[Tareas por hacer]:
• a. Por favor, reproduce textualmente la parte del fragmento sobre Ortega y Chávez que empieza en "Creyeron en sus" y termina en "vicepresidente con Chávez.".
• b. Según el fragmento sobre Ortega y Chávez, ¿quién sucedió en el poder a Hugo Chávez cuando este falleció?

Y sí, de 1979 a 1990 fue Presidente de aquel país, hasta que perdió frente a doña Violeta Barrios de Chamorro y, consecutivamente, frente a Arnoldo Alemán Lacayo y Enrique Bolaños Geyer, hasta que en enero de 2007 reasumió el mando presidencial. Pero, su gobierno dista de la esencia que lo llevó, junto con el equipo del FSLN a derrocar a Somoza en aras de una Nicaragua libre de la dictadura que lo mantenía en la pobreza.

Lamentablemente, Nicaragua sufre a un Daniel Ortega que pasó por encima de los objetivos que dieron vida y motivo junto con la simpatía internacional, incluso el FSLN tuvo el apoyo del entonces presidente José López Portillo, y se convirtió en dictador, en la figura que detestó y lo llevó a tomar las armas.

Y qué le digo del teniente coronel Hugo Chávez Frías, a quien por allá del año 2000 el magisterio universitario, los libres pensadores, militantes de izquierda y, en fin, los venezolanos en amplia mayoría lo apoyaban y creían en su lucha.

Creyeron en sus promesas y, al poco tiempo, digamos tres años más tarde se desilusionaban paulatinamente de este personaje que durante 14 años ejerció el poder y, en ese largo periodo no sólo no cumplió con sus ofertas de lucha, al contrario, generó pobreza e inconformidad y polarizó a la sociedad venezolana.

Chávez Frías sucedió en el poder a Rafael Caldera, quien lo indultó en 1996, es decir, cuatro años después de que fue encarcelado por encabezar el fallido golpe de Estado contra Carlos Andrés Pérez. ¿Qué heredó Chávez? Cuando Hugo Chávez falleció, le sucedió en el poder Nicolás Maduro, cuyo principal antecedente fue su desempeño como canciller y vicepresidente con Chávez.

[Material proporcionado]:
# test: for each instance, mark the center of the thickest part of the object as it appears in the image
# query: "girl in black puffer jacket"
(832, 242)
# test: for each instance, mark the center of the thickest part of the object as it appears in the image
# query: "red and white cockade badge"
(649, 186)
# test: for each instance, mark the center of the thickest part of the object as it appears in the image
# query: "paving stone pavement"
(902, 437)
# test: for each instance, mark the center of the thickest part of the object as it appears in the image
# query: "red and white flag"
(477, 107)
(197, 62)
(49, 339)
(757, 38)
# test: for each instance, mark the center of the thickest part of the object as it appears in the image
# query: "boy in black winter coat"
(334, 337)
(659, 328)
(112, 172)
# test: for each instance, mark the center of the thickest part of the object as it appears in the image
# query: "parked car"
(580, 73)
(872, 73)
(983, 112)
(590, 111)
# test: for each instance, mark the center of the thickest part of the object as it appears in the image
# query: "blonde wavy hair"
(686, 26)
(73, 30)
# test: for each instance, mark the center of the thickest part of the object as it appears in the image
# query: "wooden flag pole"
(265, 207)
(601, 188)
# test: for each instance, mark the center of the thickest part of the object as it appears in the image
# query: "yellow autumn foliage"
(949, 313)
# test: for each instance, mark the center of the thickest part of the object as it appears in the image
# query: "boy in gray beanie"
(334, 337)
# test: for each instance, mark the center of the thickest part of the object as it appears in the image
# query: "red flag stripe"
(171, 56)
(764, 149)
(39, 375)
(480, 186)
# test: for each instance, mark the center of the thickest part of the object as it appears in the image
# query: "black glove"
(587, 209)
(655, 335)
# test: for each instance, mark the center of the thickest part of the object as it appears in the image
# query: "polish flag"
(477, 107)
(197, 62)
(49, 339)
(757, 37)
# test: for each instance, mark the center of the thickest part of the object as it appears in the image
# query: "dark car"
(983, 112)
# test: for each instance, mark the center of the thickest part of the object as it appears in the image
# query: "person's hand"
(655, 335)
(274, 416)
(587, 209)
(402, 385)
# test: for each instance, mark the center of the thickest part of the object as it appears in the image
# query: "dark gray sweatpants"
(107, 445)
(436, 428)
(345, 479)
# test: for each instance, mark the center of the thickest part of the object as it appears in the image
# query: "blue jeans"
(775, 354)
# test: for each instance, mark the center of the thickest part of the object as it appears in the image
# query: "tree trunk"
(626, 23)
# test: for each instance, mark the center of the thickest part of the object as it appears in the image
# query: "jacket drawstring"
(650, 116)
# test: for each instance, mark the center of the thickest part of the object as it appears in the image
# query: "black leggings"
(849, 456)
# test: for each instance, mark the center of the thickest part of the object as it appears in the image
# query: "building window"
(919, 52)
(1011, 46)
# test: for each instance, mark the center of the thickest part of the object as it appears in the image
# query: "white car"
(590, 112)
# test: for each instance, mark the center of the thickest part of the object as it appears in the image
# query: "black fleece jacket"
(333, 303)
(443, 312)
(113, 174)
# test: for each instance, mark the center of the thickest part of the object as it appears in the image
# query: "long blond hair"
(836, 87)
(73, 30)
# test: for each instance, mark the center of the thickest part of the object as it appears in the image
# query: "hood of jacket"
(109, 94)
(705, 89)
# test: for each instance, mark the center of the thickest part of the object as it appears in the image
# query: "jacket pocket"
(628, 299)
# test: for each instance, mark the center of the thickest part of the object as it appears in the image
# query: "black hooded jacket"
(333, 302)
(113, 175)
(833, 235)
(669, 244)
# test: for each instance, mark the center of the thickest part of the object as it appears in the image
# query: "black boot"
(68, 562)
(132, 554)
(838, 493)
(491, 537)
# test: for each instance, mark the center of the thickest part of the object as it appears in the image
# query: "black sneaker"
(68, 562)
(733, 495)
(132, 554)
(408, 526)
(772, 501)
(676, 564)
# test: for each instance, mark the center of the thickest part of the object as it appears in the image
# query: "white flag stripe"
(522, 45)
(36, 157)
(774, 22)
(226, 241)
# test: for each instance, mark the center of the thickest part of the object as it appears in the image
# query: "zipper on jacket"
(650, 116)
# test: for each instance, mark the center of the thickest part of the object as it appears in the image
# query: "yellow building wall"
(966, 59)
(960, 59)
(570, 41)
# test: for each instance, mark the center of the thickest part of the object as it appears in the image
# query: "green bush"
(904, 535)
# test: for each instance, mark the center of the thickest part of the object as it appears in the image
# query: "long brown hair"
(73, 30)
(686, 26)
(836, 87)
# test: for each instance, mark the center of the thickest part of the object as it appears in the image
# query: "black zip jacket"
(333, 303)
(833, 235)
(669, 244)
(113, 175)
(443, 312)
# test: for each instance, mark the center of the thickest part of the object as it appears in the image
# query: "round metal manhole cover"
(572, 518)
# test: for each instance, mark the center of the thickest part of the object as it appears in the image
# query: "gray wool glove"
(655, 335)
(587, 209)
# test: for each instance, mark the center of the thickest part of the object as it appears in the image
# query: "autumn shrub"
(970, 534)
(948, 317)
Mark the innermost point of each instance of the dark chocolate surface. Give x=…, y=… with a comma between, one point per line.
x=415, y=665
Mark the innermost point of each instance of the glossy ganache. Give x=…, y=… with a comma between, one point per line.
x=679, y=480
--
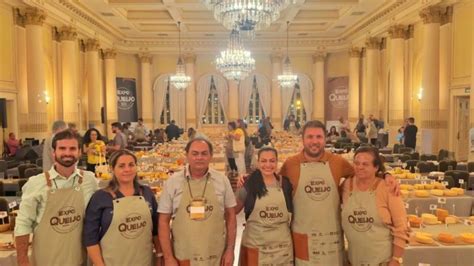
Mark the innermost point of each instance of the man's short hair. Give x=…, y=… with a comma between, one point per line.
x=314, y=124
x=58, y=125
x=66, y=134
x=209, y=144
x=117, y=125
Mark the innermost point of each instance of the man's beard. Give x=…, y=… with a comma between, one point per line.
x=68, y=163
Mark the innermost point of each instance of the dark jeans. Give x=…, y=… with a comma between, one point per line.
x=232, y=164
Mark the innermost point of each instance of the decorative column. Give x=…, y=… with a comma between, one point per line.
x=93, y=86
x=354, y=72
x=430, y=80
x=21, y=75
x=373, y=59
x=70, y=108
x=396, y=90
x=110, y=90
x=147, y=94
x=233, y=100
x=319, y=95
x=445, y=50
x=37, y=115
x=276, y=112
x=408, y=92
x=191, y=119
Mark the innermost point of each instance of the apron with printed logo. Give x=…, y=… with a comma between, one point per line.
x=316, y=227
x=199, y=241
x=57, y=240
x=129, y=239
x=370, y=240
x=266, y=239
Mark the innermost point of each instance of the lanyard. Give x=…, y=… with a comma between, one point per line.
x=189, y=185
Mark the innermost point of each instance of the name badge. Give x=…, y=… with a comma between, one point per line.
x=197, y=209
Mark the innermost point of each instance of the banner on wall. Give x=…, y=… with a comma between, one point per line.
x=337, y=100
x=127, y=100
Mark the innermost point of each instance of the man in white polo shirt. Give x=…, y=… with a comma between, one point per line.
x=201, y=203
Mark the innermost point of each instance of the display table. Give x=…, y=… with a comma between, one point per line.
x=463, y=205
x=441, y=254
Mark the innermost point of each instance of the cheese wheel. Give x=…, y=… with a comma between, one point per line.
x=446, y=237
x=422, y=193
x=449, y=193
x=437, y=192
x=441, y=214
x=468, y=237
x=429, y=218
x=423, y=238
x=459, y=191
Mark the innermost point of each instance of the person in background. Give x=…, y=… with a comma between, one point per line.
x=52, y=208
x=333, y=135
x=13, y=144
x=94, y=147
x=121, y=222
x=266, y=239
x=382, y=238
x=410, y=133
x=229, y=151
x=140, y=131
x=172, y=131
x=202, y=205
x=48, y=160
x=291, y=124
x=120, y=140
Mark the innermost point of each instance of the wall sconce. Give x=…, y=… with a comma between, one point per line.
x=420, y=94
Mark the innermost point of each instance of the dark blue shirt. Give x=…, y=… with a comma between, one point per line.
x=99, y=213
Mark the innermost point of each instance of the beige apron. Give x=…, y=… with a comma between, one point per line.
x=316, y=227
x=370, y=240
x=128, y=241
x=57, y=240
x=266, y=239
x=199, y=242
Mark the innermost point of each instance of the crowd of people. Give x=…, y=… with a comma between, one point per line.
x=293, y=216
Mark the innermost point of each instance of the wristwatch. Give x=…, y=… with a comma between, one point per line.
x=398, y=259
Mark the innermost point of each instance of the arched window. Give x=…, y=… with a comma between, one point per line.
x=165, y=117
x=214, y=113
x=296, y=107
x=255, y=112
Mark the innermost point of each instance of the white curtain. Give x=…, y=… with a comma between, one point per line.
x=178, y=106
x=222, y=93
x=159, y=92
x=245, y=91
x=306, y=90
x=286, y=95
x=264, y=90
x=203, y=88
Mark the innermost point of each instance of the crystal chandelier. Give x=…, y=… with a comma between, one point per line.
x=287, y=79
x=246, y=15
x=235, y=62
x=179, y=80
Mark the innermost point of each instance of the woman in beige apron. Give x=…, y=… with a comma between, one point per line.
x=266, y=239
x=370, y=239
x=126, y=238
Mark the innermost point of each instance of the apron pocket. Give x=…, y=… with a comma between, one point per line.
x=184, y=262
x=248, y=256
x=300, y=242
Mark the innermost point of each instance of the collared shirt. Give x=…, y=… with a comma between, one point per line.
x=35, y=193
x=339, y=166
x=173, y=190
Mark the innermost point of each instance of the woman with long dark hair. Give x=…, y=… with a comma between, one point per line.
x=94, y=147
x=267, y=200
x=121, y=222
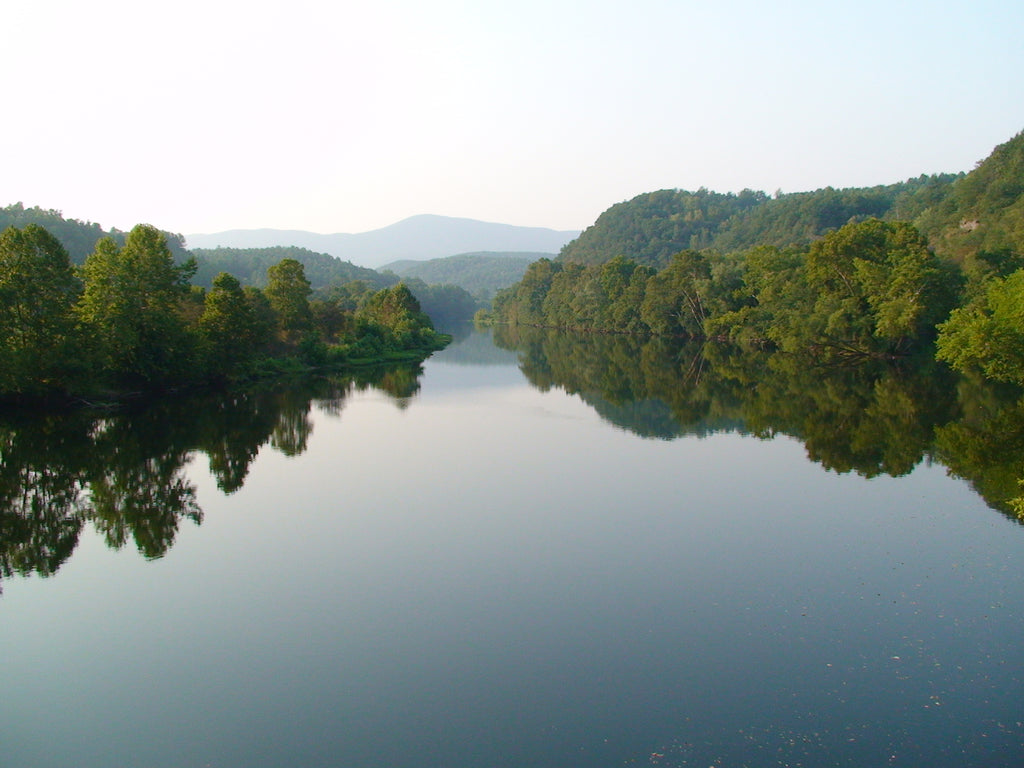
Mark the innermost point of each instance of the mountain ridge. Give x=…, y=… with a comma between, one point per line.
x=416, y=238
==
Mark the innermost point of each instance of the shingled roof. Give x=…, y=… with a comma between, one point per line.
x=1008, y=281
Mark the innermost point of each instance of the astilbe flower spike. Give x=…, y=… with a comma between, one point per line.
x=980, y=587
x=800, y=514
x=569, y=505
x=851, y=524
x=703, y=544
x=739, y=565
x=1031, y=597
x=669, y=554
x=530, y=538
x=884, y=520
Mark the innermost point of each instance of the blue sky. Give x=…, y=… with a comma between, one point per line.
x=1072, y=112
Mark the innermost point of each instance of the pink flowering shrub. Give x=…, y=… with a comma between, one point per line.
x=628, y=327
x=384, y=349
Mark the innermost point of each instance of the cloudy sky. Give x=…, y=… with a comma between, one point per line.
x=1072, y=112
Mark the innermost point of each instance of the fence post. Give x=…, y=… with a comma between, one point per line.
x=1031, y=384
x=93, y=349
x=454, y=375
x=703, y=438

[Respuestas dadas]:
• a.
Creyeron en sus promesas y, al poco tiempo, digamos tres años más tarde se desilusionaban paulatinamente de este personaje que durante 14 años ejerció el poder y, en ese largo periodo no sólo no cumplió con sus ofertas de lucha, al contrario, generó pobreza e inconformidad y polarizó a la sociedad venezolana.

Chávez Frías sucedió en el poder a Rafael Caldera, quien lo indultó en 1996, es decir, cuatro años después de que fue encarcelado por encabezar el fallido golpe de Estado contra Carlos Andrés Pérez. ¿Qué heredó Chávez? Cuando Hugo Chávez falleció, le sucedió en el poder Nicolás Maduro, cuyo principal antecedente fue su desempeño como canciller y vicepresidente con Chávez.

• b. Nicolás Maduro.